## TRAVAIL DEMANDÉ
Citez sans rien changer le passage du texte sur la prescription des délits sexuels commis sur des mineurs qui va de « Voter la suppression » jusqu'à « s'exprimer au moment des faits. ».

## TEXTE FOURNI
====

Enfin, la suppression de la prescription conduirait à augmenter le nombre d'erreurs judiciaires.

 

Aucun légaliste ne peut être insensible à ces arguments et, pourtant, les arguments en faveur des victimes pèsent bien plus lourd dans la balance et ce, sans tomber dans l'émotionnel. Quiconque a pu entendre le témoignage de victimes de délits sexuels graves sait à quel point le temps est essentiel dans le processus d'acceptation, dans le processus de réparation. Accepter que le fait ait été commis, en parler et, enfin, décider de porter plainte est un processus extrêmement long. Il peut prendre des dizaines d'années, tant le traumatisme est profondément enfoui par ces jeunes victimes, enfants ou adolescents au moment des faits. Certains n'oseront d'ailleurs jamais en parler.

 

Voter la suppression de la prescription des délits sexuels graves commis sur des mineurs va peut-être à l'encontre des principes généraux du droit. Mais comment ne pas être sensible au caractère spécialement vulnérable d'un enfant face aux abus subis et dont mille et une raisons que sont la peur, la honte, la loyauté, l'intimidation, le sentiment de culpabilité ou encore le refoulement, l'empêchent de s'exprimer au moment des faits.

====

## DONNÉES ENREGISTRÉES

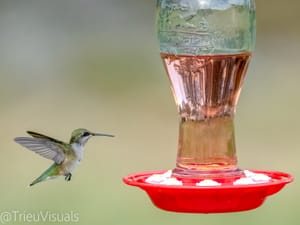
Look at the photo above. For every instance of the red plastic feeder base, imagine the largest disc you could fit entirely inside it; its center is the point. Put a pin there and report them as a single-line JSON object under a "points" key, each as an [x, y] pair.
{"points": [[226, 197]]}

====

## CORRIGÉ
Voter la suppression de la prescription des délits sexuels graves commis sur des mineurs va peut-être à l'encontre des principes généraux du droit. Mais comment ne pas être sensible au caractère spécialement vulnérable d'un enfant face aux abus subis et dont mille et une raisons que sont la peur, la honte, la loyauté, l'intimidation, le sentiment de culpabilité ou encore le refoulement, l'empêchent de s'exprimer au moment des faits.